### Problem description
The entries below contain a line with "Target: water bottle" and a line with "Target: spectator". Quote exactly those two lines and all lines between them.

------ Record extracts

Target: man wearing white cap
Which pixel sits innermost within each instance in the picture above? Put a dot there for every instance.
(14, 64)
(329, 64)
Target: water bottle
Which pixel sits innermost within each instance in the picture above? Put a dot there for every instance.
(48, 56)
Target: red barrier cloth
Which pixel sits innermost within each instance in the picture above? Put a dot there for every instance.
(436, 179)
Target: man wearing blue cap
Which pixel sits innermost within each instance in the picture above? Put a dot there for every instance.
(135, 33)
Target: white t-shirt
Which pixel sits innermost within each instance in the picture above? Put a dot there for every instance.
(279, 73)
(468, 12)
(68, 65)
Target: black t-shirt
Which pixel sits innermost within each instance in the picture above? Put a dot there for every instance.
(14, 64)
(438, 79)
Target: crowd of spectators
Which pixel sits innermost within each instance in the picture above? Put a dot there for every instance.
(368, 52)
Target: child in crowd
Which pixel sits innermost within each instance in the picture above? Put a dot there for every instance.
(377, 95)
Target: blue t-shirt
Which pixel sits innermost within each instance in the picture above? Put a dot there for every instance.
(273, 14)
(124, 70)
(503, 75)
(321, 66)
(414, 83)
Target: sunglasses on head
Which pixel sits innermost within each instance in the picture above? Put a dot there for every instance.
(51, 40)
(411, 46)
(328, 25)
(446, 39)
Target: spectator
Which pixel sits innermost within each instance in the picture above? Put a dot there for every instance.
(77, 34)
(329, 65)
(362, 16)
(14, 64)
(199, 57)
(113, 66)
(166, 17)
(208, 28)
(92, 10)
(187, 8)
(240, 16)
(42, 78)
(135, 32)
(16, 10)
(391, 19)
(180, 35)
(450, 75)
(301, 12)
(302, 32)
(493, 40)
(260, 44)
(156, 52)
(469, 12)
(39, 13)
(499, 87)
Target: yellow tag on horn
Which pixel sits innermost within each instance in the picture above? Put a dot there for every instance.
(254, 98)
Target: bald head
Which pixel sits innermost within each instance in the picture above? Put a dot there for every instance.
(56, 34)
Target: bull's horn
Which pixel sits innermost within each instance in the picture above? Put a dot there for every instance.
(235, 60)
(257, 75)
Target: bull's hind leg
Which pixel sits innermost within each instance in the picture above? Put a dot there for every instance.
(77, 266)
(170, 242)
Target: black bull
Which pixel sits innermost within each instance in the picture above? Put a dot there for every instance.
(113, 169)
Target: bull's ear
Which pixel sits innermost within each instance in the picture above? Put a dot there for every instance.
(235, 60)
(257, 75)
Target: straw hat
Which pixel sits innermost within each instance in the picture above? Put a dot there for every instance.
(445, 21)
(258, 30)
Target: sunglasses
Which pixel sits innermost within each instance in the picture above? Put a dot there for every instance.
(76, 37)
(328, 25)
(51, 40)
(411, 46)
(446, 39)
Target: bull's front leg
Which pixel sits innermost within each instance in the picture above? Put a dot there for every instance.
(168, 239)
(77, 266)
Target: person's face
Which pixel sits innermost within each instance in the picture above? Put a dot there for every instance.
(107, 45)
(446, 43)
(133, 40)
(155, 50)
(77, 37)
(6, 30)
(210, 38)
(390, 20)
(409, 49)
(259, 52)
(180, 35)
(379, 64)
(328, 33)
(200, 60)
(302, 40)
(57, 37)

------------

### Solution for this problem
Target: water bottle
Which pixel sits innermost within each instance in the picture above? Put a dot there for every instance.
(48, 56)
Target: red barrier cloth
Which pixel sits innermost within each instance in the picture above? Put a dot there for every instance.
(436, 179)
Target: man wearing blue cap
Which pixel sits innermost within each instance in the picture above? Put a dot there for every instance.
(135, 33)
Target: white t-shirt
Which pixel sits innermost within each instance in the picture above? Put a dot there for every instance.
(279, 73)
(468, 12)
(68, 65)
Target: black t-shirt
Which pixel sits innermost within each instance in the picture above? Put a dot there for every instance.
(14, 64)
(438, 79)
Target: crowd of spectators
Which pixel sits innermost within each instance in the picture above? Put a dot there for every instance.
(368, 52)
Target: child in crowd
Which pixel sits innermost within each instance in the picture above? Put a dot there for every instance.
(377, 95)
Target: blue t-shirt
Which pixel sits innermost within each instance in the picture above? Put a dot there for every instance.
(273, 14)
(124, 70)
(503, 75)
(321, 66)
(414, 83)
Target: sunglasses on head
Which pixel sits innermost within each instance in the picture above? Put a dot there for every instance.
(51, 40)
(411, 46)
(328, 25)
(446, 39)
Target: spectator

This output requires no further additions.